Task material
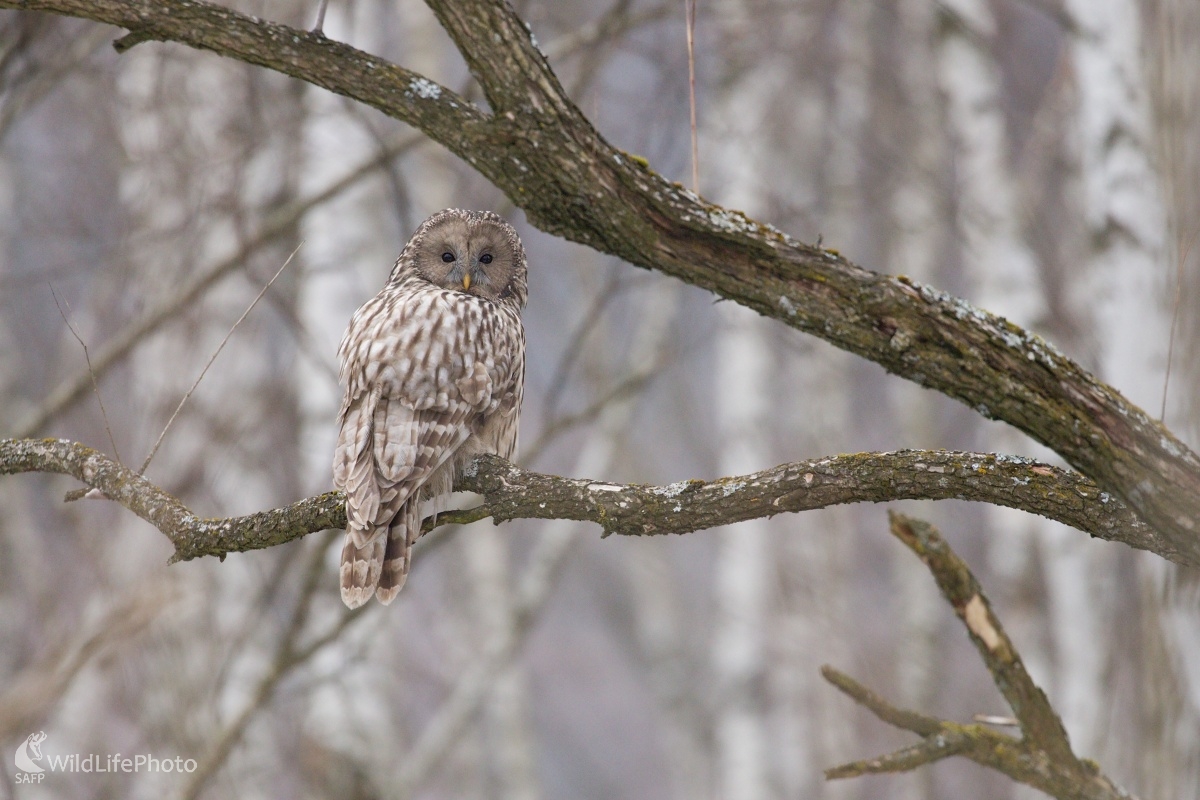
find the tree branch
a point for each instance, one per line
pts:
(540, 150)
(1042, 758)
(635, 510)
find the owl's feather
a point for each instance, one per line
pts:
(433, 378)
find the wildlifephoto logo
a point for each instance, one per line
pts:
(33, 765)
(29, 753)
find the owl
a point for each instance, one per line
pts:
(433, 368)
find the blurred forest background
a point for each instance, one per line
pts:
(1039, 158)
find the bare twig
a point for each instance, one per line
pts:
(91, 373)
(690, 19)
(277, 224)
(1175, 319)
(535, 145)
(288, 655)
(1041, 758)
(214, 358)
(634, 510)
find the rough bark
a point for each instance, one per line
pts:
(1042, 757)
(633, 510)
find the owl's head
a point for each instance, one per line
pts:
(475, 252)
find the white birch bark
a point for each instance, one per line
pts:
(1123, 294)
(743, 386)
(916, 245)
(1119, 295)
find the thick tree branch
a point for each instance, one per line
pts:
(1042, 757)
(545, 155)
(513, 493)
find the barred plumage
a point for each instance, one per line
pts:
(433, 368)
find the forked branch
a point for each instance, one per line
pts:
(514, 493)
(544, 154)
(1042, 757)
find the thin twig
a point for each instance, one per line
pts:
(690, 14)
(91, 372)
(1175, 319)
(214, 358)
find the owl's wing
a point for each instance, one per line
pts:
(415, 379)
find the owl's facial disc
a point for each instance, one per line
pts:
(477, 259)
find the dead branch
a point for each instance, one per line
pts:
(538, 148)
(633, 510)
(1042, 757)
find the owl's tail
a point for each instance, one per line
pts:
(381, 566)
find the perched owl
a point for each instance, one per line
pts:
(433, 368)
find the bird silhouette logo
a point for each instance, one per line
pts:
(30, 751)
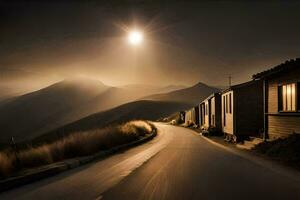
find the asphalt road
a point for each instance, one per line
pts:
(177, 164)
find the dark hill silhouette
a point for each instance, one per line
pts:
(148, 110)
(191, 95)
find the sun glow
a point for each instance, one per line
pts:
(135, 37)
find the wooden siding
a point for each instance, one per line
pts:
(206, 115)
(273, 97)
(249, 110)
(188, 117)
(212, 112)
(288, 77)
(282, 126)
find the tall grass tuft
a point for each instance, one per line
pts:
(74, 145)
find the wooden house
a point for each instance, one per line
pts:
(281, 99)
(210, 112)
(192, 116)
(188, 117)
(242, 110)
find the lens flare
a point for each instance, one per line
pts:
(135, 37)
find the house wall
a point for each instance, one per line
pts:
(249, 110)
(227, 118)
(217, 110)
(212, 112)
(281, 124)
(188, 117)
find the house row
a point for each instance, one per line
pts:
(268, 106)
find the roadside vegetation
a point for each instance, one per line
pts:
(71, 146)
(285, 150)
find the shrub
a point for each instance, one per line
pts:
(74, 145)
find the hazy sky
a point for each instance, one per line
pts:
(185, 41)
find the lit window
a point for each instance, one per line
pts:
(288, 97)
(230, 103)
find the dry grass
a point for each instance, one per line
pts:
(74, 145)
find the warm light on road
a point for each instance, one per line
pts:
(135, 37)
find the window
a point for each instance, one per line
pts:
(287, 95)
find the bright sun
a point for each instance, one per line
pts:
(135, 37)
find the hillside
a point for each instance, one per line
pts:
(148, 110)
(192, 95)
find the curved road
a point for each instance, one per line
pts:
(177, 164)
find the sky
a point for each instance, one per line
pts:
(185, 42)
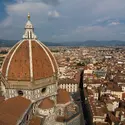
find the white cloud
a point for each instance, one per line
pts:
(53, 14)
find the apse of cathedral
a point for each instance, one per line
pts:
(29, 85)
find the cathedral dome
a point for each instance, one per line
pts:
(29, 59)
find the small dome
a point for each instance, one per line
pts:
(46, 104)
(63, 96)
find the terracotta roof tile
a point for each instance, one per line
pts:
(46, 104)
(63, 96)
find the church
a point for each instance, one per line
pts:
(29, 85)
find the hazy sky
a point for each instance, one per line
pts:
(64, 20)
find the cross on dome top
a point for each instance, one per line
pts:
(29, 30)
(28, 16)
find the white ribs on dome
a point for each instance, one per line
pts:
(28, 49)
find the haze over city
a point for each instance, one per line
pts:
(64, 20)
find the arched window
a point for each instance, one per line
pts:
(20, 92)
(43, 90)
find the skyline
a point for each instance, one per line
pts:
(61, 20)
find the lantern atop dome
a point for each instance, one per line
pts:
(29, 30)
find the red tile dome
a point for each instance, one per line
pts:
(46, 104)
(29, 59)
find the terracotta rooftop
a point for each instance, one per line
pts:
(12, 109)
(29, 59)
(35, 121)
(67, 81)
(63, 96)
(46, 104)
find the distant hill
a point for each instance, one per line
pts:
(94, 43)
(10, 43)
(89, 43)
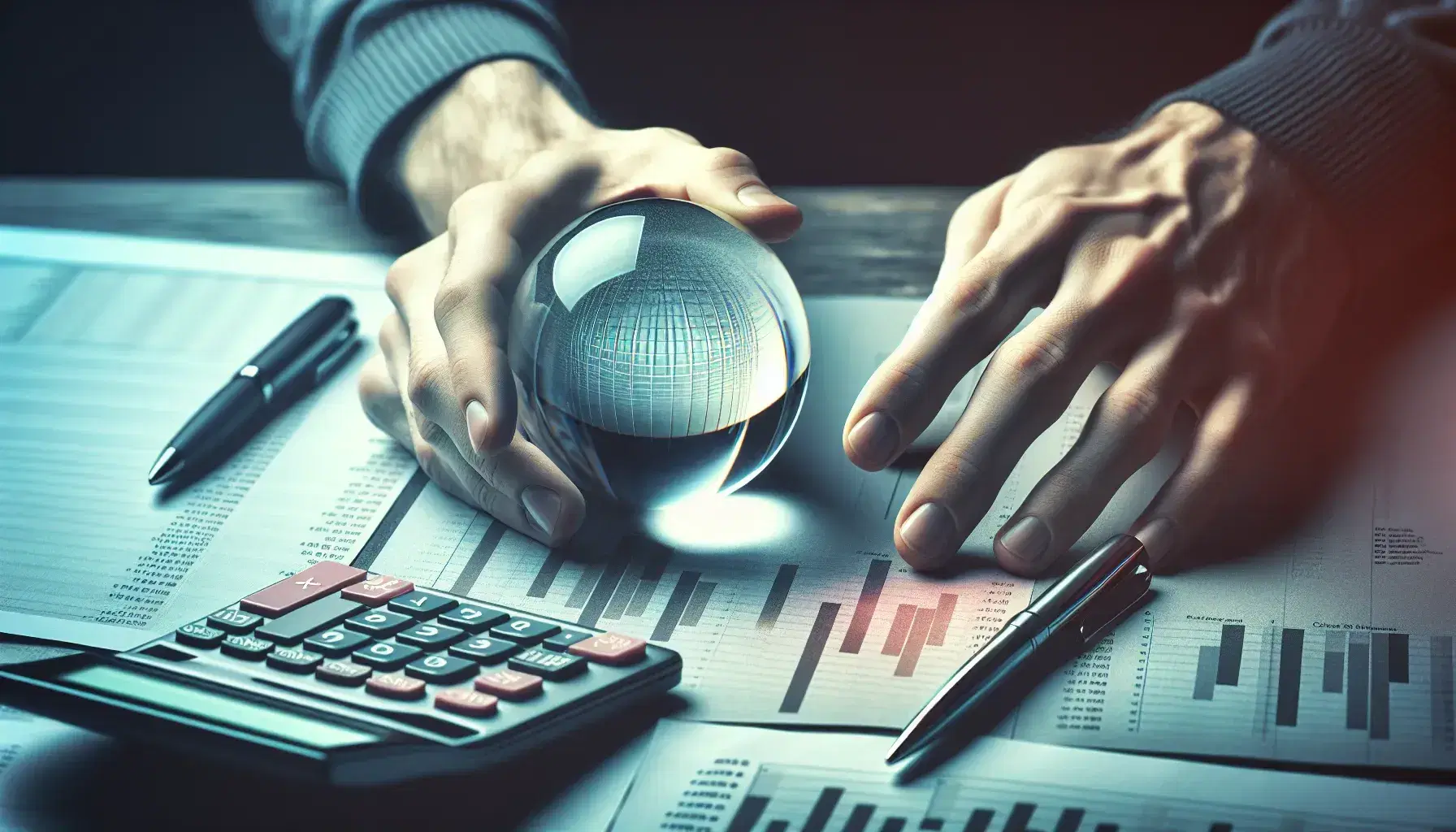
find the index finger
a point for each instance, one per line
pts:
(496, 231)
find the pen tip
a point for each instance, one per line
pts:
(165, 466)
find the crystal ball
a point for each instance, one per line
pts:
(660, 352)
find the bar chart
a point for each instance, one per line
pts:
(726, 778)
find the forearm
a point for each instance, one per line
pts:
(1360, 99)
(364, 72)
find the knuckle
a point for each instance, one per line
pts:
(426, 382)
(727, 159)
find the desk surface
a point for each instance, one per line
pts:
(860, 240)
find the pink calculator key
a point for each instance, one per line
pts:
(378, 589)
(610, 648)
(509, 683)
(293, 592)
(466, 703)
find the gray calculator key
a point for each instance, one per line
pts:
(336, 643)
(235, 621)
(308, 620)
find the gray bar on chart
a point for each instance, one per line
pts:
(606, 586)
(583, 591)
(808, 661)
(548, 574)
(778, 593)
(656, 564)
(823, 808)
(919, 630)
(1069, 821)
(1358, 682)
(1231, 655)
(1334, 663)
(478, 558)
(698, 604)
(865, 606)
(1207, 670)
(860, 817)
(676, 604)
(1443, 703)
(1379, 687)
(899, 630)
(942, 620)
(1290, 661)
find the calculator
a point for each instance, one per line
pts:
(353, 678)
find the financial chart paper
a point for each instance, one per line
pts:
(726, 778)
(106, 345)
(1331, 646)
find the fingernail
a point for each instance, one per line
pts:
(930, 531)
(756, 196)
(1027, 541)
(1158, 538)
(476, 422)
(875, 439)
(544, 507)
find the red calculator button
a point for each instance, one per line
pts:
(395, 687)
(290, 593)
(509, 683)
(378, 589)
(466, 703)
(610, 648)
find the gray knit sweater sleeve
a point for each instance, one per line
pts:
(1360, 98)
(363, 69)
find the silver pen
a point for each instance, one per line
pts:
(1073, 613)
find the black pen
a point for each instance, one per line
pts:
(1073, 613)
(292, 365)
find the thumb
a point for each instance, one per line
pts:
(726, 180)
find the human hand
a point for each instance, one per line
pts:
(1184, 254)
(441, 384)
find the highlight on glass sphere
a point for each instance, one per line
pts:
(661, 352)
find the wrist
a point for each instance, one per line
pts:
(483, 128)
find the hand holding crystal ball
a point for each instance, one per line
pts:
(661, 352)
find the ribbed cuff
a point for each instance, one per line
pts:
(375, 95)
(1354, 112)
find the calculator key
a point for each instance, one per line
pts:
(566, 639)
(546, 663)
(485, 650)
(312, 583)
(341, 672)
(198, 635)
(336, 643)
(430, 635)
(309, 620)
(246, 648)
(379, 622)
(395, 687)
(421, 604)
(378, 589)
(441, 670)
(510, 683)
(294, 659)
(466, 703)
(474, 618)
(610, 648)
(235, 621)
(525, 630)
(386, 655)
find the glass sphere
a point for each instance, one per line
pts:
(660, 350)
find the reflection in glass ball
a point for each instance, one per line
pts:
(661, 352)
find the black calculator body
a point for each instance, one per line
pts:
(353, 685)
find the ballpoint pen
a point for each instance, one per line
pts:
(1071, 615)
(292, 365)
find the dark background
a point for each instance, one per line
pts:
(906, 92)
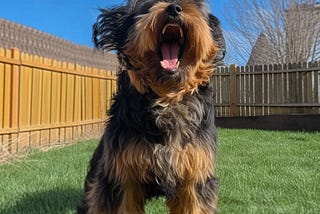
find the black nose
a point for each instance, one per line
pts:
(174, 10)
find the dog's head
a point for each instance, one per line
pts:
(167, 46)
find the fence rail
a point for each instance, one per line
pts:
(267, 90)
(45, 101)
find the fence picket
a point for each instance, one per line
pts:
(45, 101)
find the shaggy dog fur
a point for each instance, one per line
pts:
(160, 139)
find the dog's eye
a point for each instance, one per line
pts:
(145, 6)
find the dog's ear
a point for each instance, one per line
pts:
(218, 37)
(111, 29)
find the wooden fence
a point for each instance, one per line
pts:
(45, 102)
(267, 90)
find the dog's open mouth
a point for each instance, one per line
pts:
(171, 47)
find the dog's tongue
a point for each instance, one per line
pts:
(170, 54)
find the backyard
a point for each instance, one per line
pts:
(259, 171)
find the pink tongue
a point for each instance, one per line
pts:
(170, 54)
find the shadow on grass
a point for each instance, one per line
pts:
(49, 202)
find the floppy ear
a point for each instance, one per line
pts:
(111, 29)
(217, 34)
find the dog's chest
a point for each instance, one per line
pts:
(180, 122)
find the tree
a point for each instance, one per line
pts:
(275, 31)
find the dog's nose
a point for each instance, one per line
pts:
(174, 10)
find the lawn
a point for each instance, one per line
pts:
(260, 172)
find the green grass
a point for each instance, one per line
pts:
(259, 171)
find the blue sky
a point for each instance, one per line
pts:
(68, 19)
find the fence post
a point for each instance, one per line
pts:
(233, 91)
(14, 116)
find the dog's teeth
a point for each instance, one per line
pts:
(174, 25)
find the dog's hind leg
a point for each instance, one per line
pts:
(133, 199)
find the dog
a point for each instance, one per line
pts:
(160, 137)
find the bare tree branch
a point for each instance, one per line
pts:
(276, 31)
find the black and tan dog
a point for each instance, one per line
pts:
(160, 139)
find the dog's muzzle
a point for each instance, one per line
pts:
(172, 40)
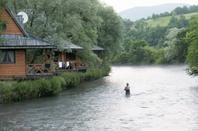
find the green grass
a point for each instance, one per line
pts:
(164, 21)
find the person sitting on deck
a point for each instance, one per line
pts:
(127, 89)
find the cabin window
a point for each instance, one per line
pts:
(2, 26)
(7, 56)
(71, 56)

What is required
Please quote the records above exactly, beginning at the line that contains "find the backyard" and ending at their last line. Leave the pictures out.

Written response
find the backyard
a point for each instance, one per line
pts:
(259, 171)
find the pink tongue
a point for each instance, one per line
pts:
(170, 54)
find the shadow on grass
a point for each instance, one per line
pts:
(49, 202)
find the floppy ear
a point for each instance, one per line
pts:
(111, 29)
(217, 34)
find the dog's chest
a point for each instance, one per line
pts:
(180, 122)
find the tree
a point for each instance, one per line
pts:
(275, 31)
find the dog's nose
a point for each instance, one per line
pts:
(174, 10)
find the lawn
a point for each instance, one per line
pts:
(260, 172)
find the green grass
a point for each instance, one per line
pts:
(259, 171)
find the blue sky
a point for each instance, one per line
pts:
(68, 19)
find the fence post
a point for each instance, one per line
pts:
(233, 91)
(14, 116)
find the dog's teeth
a point for each instance, one per line
pts:
(174, 25)
find the dog's hind leg
a point for each instance, one per line
pts:
(133, 199)
find the dog
a point for each instance, one per line
pts:
(160, 137)
find the bare tree branch
a point for each instance, one per line
pts:
(276, 31)
find the black and tan dog
a point for each instance, one per line
pts:
(160, 139)
find the dog's muzzle
a point for each instance, one per line
pts:
(172, 40)
find the green grass
a point for each instance, one per line
pts:
(164, 21)
find the person sitting on deck
a point for each instance, one per line
pts:
(127, 89)
find the cabin window
a point for each instance, one per line
pts:
(2, 26)
(7, 56)
(71, 56)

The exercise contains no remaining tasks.